= 2010 World Junior Championships in Athletics – Men's high jump =

The men's high jump event at the 2010 World Junior Championships in Athletics was held in Moncton, New Brunswick, Canada, at Moncton Stadium on 21 and 23 July.

==Medalists==

| Gold | Mutaz Issa Barshim Qatar |
| Silver | David Smith United States |
| Bronze | Naoto Tobe Japan |

==Results==
===Final===
23 July

| Rank | Name | Nationality | Result | Notes |
|---|---|---|---|---|
| 1st place, gold medalist(s) | Mutaz Issa Barshim | Qatar | 2.30 |  |
| 2nd place, silver medalist(s) | David Smith | United States | 2.24 |  |
| 3rd place, bronze medalist(s) | Naoto Tobe | Japan | 2.21 |  |
| 4 | Nikita Anishchenkov | Russia | 2.21 |  |
| 5 | Jin Qichao | China | 2.21 |  |
| 6 | Edgar Rivera | Mexico | 2.17 |  |
| 7 | Carlos Layoy | Argentina | 2.17 |  |
| 7 | Jarosław Rutkowski | Poland | 2.17 |  |
| 7 | Erik Sundlöf | Sweden | 2.17 |  |
| 10 | Janick Klausen | Denmark | 2.17 |  |
| 11 | Branden Wilhelm | Canada | 2.13 |  |
| 12 | Giuseppe Carollo | Italy | 2.13 |  |

===Qualifications===
21 July

====Group A====

| Rank | Name | Nationality | Result | Notes |
|---|---|---|---|---|
| 1 | Mutaz Issa Barshim | Qatar | 2.17 | q |
| 2 | Nikita Anishchenkov | Russia | 2.17 | q |
| 3 | Naoto Tobe | Japan | 2.17 | q |
| 4 | Janick Klausen | Denmark | 2.17 | q |
| 5 | Carlos Layoy | Argentina | 2.14 | q |
| 6 | Edgar Rivera | Mexico | 2.14 | q |
| 7 | Viktor Fajoyomi | Hungary | 2.14 |  |
| 8 | Artsiom Naumovich | Belarus | 2.14 |  |
| 9 | Talles Silva | Brazil | 2.14 |  |
| 9 | Douwe-Jorn Amels | Netherlands | 2.14 |  |
| 11 | Mateusz Przybylko | Germany | 2.10 |  |
| 11 | Maalik Reynolds | United States | 2.10 |  |
| 13 | Sam Bailey | United Kingdom | 2.10 |  |
| 14 | Vasileios Konstantinou | Cyprus | 2.05 |  |
| 15 | Jonathan Reid | Jamaica | 2.00 |  |
| 15 | Igor Hryhorov | Ukraine | 2.00 |  |
|  | Alexandr Khardin | Uzbekistan | NH |  |

====Group B====

| Rank | Name | Nationality | Result | Notes |
|---|---|---|---|---|
| 1 | Jin Qichao | China | 2.17 | q |
| 2 | Erik Sundlöf | Sweden | 2.17 | q |
| 2 | David Smith | United States | 2.17 | q |
| 4 | Branden Wilhelm | Canada | 2.17 | q |
| 5 | Jarosław Rutkowski | Poland | 2.17 | q |
| 6 | Giuseppe Carollo | Italy | 2.14 | q |
| 7 | Adónios Mástoras | Greece | 2.14 |  |
| 8 | Khalid Saeed Al-Saiari | Qatar | 2.10 |  |
| 9 | Gianmarco Tamberi | Italy | 2.10 |  |
| 10 | Hichem Krim | Algeria | 2.10 |  |
| 11 | Andrey Kovalyov | Ukraine | 2.10 |  |
| 12 | Django Lovett | Canada | 2.10 |  |
| 13 | Daniil Tsiplakov | Russia | 2.05 |  |
| 14 | Takashi Eto | Japan | 2.05 |  |
| 15 | Raymond Higgs | Bahamas | 2.00 |  |
| 16 | Robin Pál | Hungary | 2.00 |  |
|  | Hsiang Chun-Hsien | Chinese Taipei | NH |  |

==Participation==
According to an unofficial count, 34 athletes from 26 countries participated in the event.

※

SHORT EXERCISE A:
List every line of the rows below that contains the string "bark", treating uppercase and lowercase letters as different.
The rows have no connection to the high jump results page.

※

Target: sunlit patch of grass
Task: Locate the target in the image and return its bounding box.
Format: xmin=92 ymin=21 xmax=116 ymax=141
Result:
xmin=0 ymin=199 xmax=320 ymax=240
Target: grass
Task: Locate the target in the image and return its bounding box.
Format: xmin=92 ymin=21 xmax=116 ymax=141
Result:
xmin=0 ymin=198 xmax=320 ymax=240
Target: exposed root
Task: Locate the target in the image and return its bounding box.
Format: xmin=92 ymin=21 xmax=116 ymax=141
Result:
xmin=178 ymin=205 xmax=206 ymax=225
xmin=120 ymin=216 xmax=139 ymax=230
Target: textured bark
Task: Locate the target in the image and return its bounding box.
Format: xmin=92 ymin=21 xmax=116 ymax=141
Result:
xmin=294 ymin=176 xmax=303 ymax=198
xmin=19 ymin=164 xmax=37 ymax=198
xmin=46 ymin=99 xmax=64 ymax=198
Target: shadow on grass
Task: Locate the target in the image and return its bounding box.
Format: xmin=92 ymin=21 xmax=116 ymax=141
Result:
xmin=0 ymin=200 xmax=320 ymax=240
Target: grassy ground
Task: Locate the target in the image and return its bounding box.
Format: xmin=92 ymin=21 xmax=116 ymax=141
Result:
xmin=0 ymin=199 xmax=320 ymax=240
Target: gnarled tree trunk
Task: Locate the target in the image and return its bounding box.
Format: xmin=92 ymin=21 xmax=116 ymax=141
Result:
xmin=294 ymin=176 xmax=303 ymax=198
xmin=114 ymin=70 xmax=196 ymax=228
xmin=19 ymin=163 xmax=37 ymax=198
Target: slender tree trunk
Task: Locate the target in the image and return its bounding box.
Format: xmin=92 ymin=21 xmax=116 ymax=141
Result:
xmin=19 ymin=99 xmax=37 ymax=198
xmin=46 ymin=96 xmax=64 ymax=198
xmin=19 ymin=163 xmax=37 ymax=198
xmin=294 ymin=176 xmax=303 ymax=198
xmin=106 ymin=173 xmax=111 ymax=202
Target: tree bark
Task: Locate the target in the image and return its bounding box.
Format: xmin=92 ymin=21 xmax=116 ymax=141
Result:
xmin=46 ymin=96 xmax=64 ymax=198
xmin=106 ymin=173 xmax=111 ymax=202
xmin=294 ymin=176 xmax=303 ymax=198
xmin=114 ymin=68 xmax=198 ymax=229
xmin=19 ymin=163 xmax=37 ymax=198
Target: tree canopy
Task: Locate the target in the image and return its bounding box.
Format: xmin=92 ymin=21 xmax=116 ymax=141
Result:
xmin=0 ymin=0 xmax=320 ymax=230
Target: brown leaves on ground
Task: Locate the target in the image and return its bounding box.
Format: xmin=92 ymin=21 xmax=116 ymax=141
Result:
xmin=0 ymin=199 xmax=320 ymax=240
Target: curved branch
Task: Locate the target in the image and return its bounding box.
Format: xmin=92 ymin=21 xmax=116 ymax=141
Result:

※

SHORT EXERCISE B:
Copy word for word the portion of the high jump results page that begins with the words containing "The men's high" and ends with "and 23 July.".

COMPLETE ANSWER A:
Target: textured bark
Target: tree bark

COMPLETE ANSWER B:
The men's high jump event at the 2010 World Junior Championships in Athletics was held in Moncton, New Brunswick, Canada, at Moncton Stadium on 21 and 23 July.